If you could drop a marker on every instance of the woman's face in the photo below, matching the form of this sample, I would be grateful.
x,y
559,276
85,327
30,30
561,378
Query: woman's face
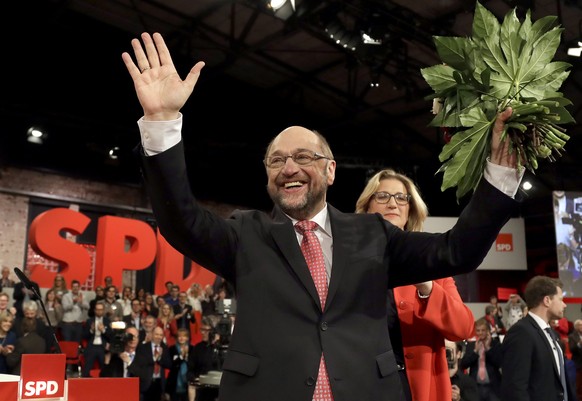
x,y
391,211
6,325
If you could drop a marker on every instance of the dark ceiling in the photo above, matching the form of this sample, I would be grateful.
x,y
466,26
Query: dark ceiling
x,y
62,69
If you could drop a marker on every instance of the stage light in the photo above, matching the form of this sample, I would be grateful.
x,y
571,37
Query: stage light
x,y
114,153
35,135
575,51
283,9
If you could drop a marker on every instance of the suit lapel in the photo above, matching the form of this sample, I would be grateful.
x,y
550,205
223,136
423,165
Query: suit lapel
x,y
284,235
342,234
544,339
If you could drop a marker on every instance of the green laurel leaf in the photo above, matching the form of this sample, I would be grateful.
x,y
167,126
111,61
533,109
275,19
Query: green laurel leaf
x,y
508,63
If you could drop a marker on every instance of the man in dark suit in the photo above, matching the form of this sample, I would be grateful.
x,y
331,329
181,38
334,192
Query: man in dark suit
x,y
21,294
575,345
96,331
29,343
152,358
532,359
283,338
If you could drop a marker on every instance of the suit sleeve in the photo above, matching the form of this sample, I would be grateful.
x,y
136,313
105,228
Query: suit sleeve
x,y
445,310
517,348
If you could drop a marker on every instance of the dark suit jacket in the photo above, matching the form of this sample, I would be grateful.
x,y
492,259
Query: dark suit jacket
x,y
529,368
143,365
493,359
281,330
31,343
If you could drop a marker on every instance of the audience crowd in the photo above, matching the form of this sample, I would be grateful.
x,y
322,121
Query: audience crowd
x,y
171,340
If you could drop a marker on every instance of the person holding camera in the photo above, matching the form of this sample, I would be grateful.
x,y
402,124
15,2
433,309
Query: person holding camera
x,y
463,386
116,363
483,358
205,356
96,331
177,384
150,363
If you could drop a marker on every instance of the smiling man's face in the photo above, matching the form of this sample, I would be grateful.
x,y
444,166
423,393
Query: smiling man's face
x,y
299,190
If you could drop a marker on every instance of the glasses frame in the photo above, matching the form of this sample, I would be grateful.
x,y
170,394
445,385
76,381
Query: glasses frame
x,y
312,157
400,202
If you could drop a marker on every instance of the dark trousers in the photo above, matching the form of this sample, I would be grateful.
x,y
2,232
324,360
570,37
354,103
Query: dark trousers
x,y
93,353
486,393
154,391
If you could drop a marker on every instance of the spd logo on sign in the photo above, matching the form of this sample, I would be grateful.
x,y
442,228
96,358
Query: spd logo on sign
x,y
42,377
504,243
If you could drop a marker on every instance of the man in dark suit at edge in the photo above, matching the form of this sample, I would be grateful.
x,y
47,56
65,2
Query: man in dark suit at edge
x,y
282,334
532,358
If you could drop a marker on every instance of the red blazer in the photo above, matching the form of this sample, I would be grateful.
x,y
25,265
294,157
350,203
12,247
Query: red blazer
x,y
425,323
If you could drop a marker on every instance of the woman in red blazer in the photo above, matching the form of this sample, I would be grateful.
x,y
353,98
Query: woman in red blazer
x,y
427,312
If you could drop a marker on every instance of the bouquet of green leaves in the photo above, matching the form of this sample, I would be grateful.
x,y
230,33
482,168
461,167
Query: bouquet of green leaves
x,y
500,65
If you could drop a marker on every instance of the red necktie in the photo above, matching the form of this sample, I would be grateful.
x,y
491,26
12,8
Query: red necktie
x,y
156,361
482,370
313,254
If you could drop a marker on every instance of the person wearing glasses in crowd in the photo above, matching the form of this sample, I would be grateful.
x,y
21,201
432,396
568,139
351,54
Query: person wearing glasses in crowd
x,y
337,344
423,315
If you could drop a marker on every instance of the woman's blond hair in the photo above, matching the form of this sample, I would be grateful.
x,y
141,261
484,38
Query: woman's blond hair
x,y
418,211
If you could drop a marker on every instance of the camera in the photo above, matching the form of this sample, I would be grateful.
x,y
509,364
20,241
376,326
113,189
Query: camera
x,y
119,338
450,357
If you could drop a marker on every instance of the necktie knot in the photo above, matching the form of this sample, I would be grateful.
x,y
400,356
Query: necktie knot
x,y
304,226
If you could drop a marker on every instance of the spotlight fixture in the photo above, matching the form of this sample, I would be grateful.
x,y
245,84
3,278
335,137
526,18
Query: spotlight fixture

....

- _Problem statement_:
Please restate the data word for word, leaving out any picture it holds.

- _Answer box_:
If you could drop a marker on every instance of the woman's face in the photo below, matching the form of this sample, I would be grateful.
x,y
559,276
85,327
30,30
561,378
Query: woman's face
x,y
391,211
6,325
If you could drop a marker on every instance of the dark ceiling in the photo above, matching the form of this sample, I would be grateful.
x,y
466,26
Query: dark ceiling
x,y
62,69
If you could drop a marker on every instance of the stage light in the photo above, matching the form of this sample, I would be grateful.
x,y
571,37
Query: stage light
x,y
114,153
35,135
575,51
283,9
If you could drop a marker on every instance of the suit lapel in the photo above, matching the form of this sample, I would be grateful.
x,y
550,205
223,136
423,165
Query: suit lapel
x,y
284,235
342,234
544,339
If you could drop a marker on every instance of the green laurel leaf in the photo above, matching the form of this sample, I would be grateful.
x,y
167,126
111,61
533,109
275,19
Query: green laurel leaf
x,y
508,63
If you could drop a marker on every instance of the man in dark suit in the photo above, matching the form of this sample, I would be grateful.
x,y
331,329
181,38
334,192
Query: man in dark suit
x,y
21,294
575,345
96,331
29,343
152,358
532,359
283,338
If you could drop a marker on every instance of the suit sleeve in the photo above, matching the form of this sample, I would be grateful.
x,y
136,313
105,228
Query: suit sleeve
x,y
445,310
517,348
If you could drop a marker on every instance of the dark suit jacket in the photo above, matching the form of this sample, I would be grateful.
x,y
492,259
Query: dark suit jacket
x,y
529,368
143,365
493,359
281,330
31,343
If you could drop a marker on every instance of the audience crowd in the photo above, matching the form of this sample, I would be grateful.
x,y
322,121
Query: audience crowd
x,y
171,340
If you could drop a marker on every instance of the person holding camera in the photo above, matching the form of this sample, I would be grateful.
x,y
402,124
15,2
433,309
Query: person holding camera
x,y
463,386
116,363
483,358
205,356
96,331
177,384
150,363
If you could drop a marker on every instance of the smiling man's face in the photo above, matching the form of this sample, I would be grateful.
x,y
444,166
423,393
Query: smiling man's face
x,y
299,190
If you could drop a marker on every instance of the glasses frame in the photo above, matching the form of this sample, I would be grateful.
x,y
170,394
445,385
76,381
Query: glasses frame
x,y
312,157
400,202
If you could drop a marker on every instance of the dark trousers in the photo above, matching the form of this sample, I would be grateful.
x,y
2,232
324,360
570,37
354,103
Query: dark trousers
x,y
93,353
486,393
154,391
If you could drop a marker on every instance of the spd logo on sign in the photo above, matching the form of this sample, I would be grateful.
x,y
442,228
96,358
Query: spd logo on sign
x,y
42,377
504,243
If you could drop a marker on every instance of the man in dark suit at edge in the photo above, matching the form of this sample, I would be grateful.
x,y
47,56
65,2
Query: man in dark suit at edge
x,y
282,334
532,358
If you could drop a marker on every instance of the red blazer in the photo above, matching the form of this sample, I would be grateful.
x,y
25,265
294,157
350,203
12,247
Query: red blazer
x,y
425,323
If you could drop a marker on every instance of the woman in red blazer in the photo above, matching the form of this sample, I would be grateful.
x,y
353,98
Query: woman in red blazer
x,y
427,312
If you could drop a marker on every instance of the bouquet of green leaves in the photo above, matching the form of this sample, I would be grateful.
x,y
230,33
482,168
461,167
Query: bouquet of green leaves
x,y
500,65
If you could drop a marker on every instance of the red necktie in the photo above, matching the form of this sample, I would be grateful.
x,y
491,26
12,8
Query: red necktie
x,y
156,361
482,370
313,254
If you could drop a marker on every instance of the person wearing glasses in crowd in the photo above, matching the form of this sample, I would be grateful.
x,y
21,201
432,396
568,139
351,54
Query: person wearing glasses in crowd
x,y
337,344
423,315
If you could drop a marker on every instance of the woman's blond hair in the photo above, matching the form of this sample, I would be grateful.
x,y
141,261
484,38
Query: woman's blond hair
x,y
418,211
If you could drop a marker on every instance of the camera in the photo above, matching the form of this sample, I would be grateful.
x,y
509,364
20,241
376,326
113,189
Query: camera
x,y
119,338
450,357
If you could drop a marker on every instance of the necktie knot in the photo above, matching the form of this sample, I would be grateful.
x,y
400,356
Query: necktie knot
x,y
304,226
If you could drop a marker on every instance of the spotlight fixture in the photo above, matching the form of this sample, I would be grateful.
x,y
245,84
3,278
335,137
526,18
Query: spotlight fixture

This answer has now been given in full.